* _Task prompt_
Beneath this task is a listing; retype all of it exactly.

* _The data_
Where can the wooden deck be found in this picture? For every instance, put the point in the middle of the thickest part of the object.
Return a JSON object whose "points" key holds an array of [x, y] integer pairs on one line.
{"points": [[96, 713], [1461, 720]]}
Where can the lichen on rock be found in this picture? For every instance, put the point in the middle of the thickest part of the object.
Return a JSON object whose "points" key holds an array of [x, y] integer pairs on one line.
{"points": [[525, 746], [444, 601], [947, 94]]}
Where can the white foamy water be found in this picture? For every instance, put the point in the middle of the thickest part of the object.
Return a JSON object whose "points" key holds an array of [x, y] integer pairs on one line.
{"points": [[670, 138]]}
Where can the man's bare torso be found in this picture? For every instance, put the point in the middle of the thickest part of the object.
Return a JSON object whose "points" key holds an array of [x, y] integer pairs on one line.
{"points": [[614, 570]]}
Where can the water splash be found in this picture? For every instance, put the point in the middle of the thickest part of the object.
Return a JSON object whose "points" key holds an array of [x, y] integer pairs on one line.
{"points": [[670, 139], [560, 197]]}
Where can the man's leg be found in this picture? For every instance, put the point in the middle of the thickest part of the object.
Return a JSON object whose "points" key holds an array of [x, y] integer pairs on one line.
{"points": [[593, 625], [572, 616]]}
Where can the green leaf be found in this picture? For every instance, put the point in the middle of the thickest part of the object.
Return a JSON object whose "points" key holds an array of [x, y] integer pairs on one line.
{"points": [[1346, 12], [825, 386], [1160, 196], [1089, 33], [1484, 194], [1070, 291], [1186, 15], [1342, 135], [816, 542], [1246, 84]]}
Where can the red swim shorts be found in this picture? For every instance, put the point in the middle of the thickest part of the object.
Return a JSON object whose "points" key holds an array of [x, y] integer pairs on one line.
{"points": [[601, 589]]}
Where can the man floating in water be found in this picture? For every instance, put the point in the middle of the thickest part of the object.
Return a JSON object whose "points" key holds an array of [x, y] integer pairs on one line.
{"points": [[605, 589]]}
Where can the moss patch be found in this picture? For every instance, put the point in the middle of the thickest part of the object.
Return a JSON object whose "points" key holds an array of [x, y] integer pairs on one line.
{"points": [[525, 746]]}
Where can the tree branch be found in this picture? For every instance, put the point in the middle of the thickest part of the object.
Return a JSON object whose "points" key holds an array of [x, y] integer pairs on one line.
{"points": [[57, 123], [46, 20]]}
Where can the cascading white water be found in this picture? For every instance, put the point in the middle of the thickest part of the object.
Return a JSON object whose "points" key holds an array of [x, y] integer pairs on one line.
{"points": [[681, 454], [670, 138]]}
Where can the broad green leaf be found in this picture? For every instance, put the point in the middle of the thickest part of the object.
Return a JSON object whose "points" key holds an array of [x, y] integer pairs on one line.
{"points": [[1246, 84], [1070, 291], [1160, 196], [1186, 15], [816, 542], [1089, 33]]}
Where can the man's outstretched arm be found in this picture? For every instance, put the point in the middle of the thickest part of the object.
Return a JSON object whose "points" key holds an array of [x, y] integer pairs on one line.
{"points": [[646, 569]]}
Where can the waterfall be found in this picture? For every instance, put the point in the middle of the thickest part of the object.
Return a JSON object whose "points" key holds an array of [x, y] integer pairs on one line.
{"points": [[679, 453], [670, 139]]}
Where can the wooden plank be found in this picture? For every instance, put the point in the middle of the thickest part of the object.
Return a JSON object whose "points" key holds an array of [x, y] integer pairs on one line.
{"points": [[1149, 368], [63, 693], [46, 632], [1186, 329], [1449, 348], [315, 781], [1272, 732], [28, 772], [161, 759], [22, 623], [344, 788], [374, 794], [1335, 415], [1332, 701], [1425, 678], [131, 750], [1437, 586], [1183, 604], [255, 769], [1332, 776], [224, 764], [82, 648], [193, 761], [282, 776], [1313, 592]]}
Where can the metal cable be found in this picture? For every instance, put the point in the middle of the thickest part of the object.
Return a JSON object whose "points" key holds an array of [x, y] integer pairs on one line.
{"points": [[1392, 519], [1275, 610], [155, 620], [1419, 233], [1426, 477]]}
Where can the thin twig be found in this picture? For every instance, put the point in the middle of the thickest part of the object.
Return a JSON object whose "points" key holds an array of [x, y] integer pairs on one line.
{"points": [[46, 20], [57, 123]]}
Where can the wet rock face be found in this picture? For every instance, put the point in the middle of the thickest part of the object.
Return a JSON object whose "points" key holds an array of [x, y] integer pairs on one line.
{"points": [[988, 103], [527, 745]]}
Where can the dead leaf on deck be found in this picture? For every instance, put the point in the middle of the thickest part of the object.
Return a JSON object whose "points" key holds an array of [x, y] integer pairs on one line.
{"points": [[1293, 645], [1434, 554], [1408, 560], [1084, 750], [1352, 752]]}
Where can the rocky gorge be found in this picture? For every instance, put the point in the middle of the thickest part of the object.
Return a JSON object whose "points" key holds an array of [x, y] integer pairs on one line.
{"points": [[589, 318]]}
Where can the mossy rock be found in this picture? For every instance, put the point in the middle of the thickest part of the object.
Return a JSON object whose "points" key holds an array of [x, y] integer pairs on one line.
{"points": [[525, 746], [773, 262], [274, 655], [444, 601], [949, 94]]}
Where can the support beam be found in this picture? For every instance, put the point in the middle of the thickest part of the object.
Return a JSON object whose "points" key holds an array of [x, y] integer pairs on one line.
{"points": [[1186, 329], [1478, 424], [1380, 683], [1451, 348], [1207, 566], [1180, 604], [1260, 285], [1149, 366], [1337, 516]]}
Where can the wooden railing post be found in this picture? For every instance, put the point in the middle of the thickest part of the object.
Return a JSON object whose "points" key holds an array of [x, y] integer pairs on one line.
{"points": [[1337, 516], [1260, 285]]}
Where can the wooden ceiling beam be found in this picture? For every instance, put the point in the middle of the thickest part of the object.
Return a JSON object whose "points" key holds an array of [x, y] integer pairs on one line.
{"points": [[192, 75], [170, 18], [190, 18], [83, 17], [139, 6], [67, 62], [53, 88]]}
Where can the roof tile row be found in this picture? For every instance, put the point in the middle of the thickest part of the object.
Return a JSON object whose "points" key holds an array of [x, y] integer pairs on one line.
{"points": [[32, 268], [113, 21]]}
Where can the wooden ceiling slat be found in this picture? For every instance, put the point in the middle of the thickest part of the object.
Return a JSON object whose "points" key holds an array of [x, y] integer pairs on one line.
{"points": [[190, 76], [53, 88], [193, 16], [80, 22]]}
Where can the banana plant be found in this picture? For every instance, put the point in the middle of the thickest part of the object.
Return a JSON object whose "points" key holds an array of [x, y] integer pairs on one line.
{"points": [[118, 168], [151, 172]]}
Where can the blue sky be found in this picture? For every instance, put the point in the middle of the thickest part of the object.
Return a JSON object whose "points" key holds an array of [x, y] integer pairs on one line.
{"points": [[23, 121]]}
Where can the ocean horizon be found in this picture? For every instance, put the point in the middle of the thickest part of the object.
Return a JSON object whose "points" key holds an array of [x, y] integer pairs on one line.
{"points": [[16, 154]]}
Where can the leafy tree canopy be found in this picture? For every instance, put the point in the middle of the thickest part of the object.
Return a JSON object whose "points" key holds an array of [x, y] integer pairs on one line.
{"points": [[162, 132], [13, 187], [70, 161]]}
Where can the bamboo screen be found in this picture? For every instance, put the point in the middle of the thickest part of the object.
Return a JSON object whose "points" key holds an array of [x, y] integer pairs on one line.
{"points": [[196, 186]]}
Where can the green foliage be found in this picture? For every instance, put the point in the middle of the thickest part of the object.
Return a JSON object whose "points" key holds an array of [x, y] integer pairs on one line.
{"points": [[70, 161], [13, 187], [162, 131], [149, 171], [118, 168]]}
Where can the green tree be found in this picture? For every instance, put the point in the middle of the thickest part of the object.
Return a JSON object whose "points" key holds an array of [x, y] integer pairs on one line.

* _Task response_
Where can the wooden deck be found in this picture? For every instance, put the point in the middle of the thickest part of the object.
Return a JSON object whose "points" key holds an array of [x, y] integer pairs on one line.
{"points": [[96, 713], [1461, 720]]}
Where can the lichen on rock be found in this picture? For every instance, put the point in the middle of the thickest part of the object.
Return a JSON object whose "points" key holds an array of [x, y] integer pairs on one line.
{"points": [[525, 746], [444, 601], [947, 94]]}
Where can the white foamy water be found in this picture? For every instance, put the point in the middle of the thickest part of the object.
Return a JSON object whose "points" key holds an array of [x, y] integer pairs on one line.
{"points": [[670, 138]]}
Where can the man's bare torso be found in this picture? For every instance, put the point in the middle of the thickest part of the object.
Return a JSON object whose "points" key holds an array of [x, y] integer pairs on one line.
{"points": [[614, 570]]}
Where can the water splash be found in this picture? For every instance, put the point in the middle of the thickest part of the object.
Return a JSON object whose "points" key holds an array of [x, y] integer pairs on one line.
{"points": [[670, 139], [560, 197]]}
Where can the man's leg be found in this picture? For every instance, put the point in the middle of the thickest part of the object.
Return a JSON object whose "points" key holds an array of [x, y] integer pairs on one line.
{"points": [[593, 625], [572, 616]]}
Where can the green leaf be found in this picture? For every instance, put the point in the middle of the thickest part of the object.
Return a JSON object whose "points" key holds an array of [x, y] integer pairs on one line.
{"points": [[1346, 12], [825, 386], [1160, 196], [1089, 33], [1484, 194], [1070, 291], [1186, 15], [1342, 135], [816, 542], [1246, 84]]}
Where can the red swim shorts be found in this picture? For every instance, put the point in the middle of the thickest part of the object.
Return a JSON object whose "points" key holds an array of [x, y] integer pairs on one line.
{"points": [[601, 589]]}
Where can the man floating in water be found in this picture? For every instance, put the point in the middle of the thickest part of the object.
Return a JSON object whose "points" key holds an array of [x, y] integer pairs on one line.
{"points": [[605, 589]]}
Where can the moss patch be found in this picture? For every instance, put the point in the middle of the thickest part of the object.
Return a JSON object whose "points" key holds an array of [x, y] integer pairs on one line.
{"points": [[525, 746]]}
Where can the tree branch be found in this picture? For every instance, put the point in the middle of the thickest part of the object.
Return a JSON object whose "points" key holds an array of [x, y] integer pairs on one line.
{"points": [[57, 123], [46, 20]]}
Where can the cascading white water be found in this picture? For every instance, put the point in the middle of the thickest part of the object.
Return a JSON object whose "points" key holds an array of [x, y] integer pairs on one line.
{"points": [[681, 454], [670, 138]]}
Where can the broad green leaf be found in this picture? For every instance, put the point in the middle of the thickest part of the object.
Return a JSON object whose "points" key holds an array of [x, y] integer pairs on one line.
{"points": [[1246, 84], [1070, 291], [1160, 196], [1186, 15], [816, 542], [1089, 33]]}
Where can the man's outstretched arm be found in this picture? For every instance, put the point in the middle of the thickest part of the object.
Return a JSON object whose "points" key holds an array of [x, y] integer pairs on one line.
{"points": [[646, 569]]}
Where can the waterfall be found in this picture? For every instance, put the point in the middle of the thickest part of the object.
Return a JSON object whose "points" key holds an array of [x, y] integer pairs on one line.
{"points": [[679, 453], [670, 139]]}
Where can the wooden plank be found in this picture? For every instance, put the point in the middle of the thickest part of the object.
Return a JSON object whose "points" key holds an array of [x, y] integer pairs on one line.
{"points": [[1149, 368], [63, 693], [46, 632], [1186, 329], [1449, 348], [315, 781], [1272, 732], [28, 772], [161, 759], [22, 623], [344, 788], [374, 794], [1335, 415], [1332, 701], [1425, 678], [131, 750], [1437, 586], [1183, 604], [255, 769], [1332, 776], [224, 764], [82, 648], [193, 761], [282, 776], [1313, 592]]}
Where can the metal cable be found in this picture? For every instance, put the point in the middle of the thickest part of the object.
Return a JSON object whose "points" key holds an array of [x, y] integer pairs on one line.
{"points": [[1392, 519], [1275, 610], [155, 620], [1419, 233], [1426, 477]]}
Where can the thin twig be found in this picture? For every instance, put the point in the middle of the thickest part of the object.
Return a JSON object whose "points" key holds an array of [x, y] integer pairs on one line.
{"points": [[46, 20], [57, 123]]}
Where can the wet rock face be found in this picture? For every instance, put the point in the middle of the thickest part of the object.
Return a JSON object whose "points" key holds an array of [x, y] integer pairs on one line.
{"points": [[988, 103], [527, 745]]}
Where can the dead leaf on deck be found in this picture? For every instance, put the point in the middle of the thickest part of the object.
Return a JSON object whose "points" key holds an array of [x, y] integer pairs on one line.
{"points": [[1293, 645], [1434, 554], [1408, 560], [1084, 750], [1352, 752]]}
Where can the rocky gorge be found in this picture? For every instance, put the point in the middle of the thickest part of the object.
Return a JSON object whose "points" key holds an array of [x, y] integer pairs on one line.
{"points": [[589, 318]]}
Where can the mossy rock be found in this picture? For every instance, put the point in the middle of the thickest part of the object.
Return a JSON object whose "points" key holds an array of [x, y] integer pairs on one line.
{"points": [[525, 746], [773, 262], [274, 655], [444, 601], [949, 94]]}
Where can the support beam be found in this picture? For every instance, put the point in the middle of the thickest part of the object.
Return a JSON object whose "points" key holds an array of [x, y] integer pairs on one line.
{"points": [[1186, 329], [1478, 424], [1380, 683], [1451, 348], [1207, 566], [1180, 604], [1260, 285], [1149, 366], [1337, 516]]}
Where can the wooden railing post be found in this picture? For every instance, put the point in the middle of the thickest part of the object.
Return a JSON object whose "points" key holds an array of [x, y] integer pairs on one line.
{"points": [[1337, 516], [1260, 285]]}
Where can the wooden ceiling beam be found in this picture? For every instance, put the point in the middle of the thickest part of the object.
Return a JSON object whose "points" key holds an array of [x, y] integer pairs on one line.
{"points": [[192, 75], [170, 18], [190, 18], [83, 17], [139, 6], [67, 62], [53, 88]]}
Where can the roof tile row be found in this picture? For every instance, put the point in the middle of the thickest part of the object.
Return a JSON object whose "points" key holds an array of [x, y] integer pairs on one line.
{"points": [[32, 268], [113, 21]]}
Where can the wooden ceiling slat be found in this picture? For every instance, put the point in the middle of the thickest part of the object.
Return a JSON object whose "points" key holds an array of [x, y] integer pairs on one line.
{"points": [[190, 76], [53, 88], [193, 16], [80, 22]]}
Where can the banana plant be found in this picture? For every instance, put the point in the middle of the thickest part of the object.
Return a JSON object whose "points" key holds an array of [x, y] integer pairs on one line.
{"points": [[118, 168], [151, 172]]}
Where can the blue sky be found in this picture? For every instance, put the point in the middle of the thickest part of the object.
Return a JSON object whose "points" key holds an array of [x, y] integer pairs on one line.
{"points": [[23, 121]]}
Where can the ocean horizon be found in this picture? For every instance, put the point in the middle of the thickest part of the object.
Return a JSON object whose "points" key holds an array of [x, y] integer pairs on one line.
{"points": [[16, 154]]}
Where can the leafy tree canopy be found in this picture? For every instance, put the point in the middle of the thickest part of the object.
Return a JSON object whose "points" key holds an array of [x, y] integer pairs on one line.
{"points": [[162, 132], [13, 187], [70, 161]]}
Where can the bamboo screen be found in this picture? For every instance, put the point in the middle of the thickest part of the object.
Return a JSON object whose "points" key holds an array of [x, y] integer pairs on one line.
{"points": [[196, 186]]}
Where can the green foliage be found in this picture? For every instance, put the point in the middle of the thickest part of the object.
Return a JSON object whose "points" key holds an array of [x, y] integer pairs on one line.
{"points": [[70, 161], [13, 187], [162, 131], [149, 171], [118, 168]]}
Where can the green tree be found in this picture? For every instance, put the point in the middle of the thickest part of the object.
Return a JSON object whose "points" key holds an array of [x, y] integer pairs on one line.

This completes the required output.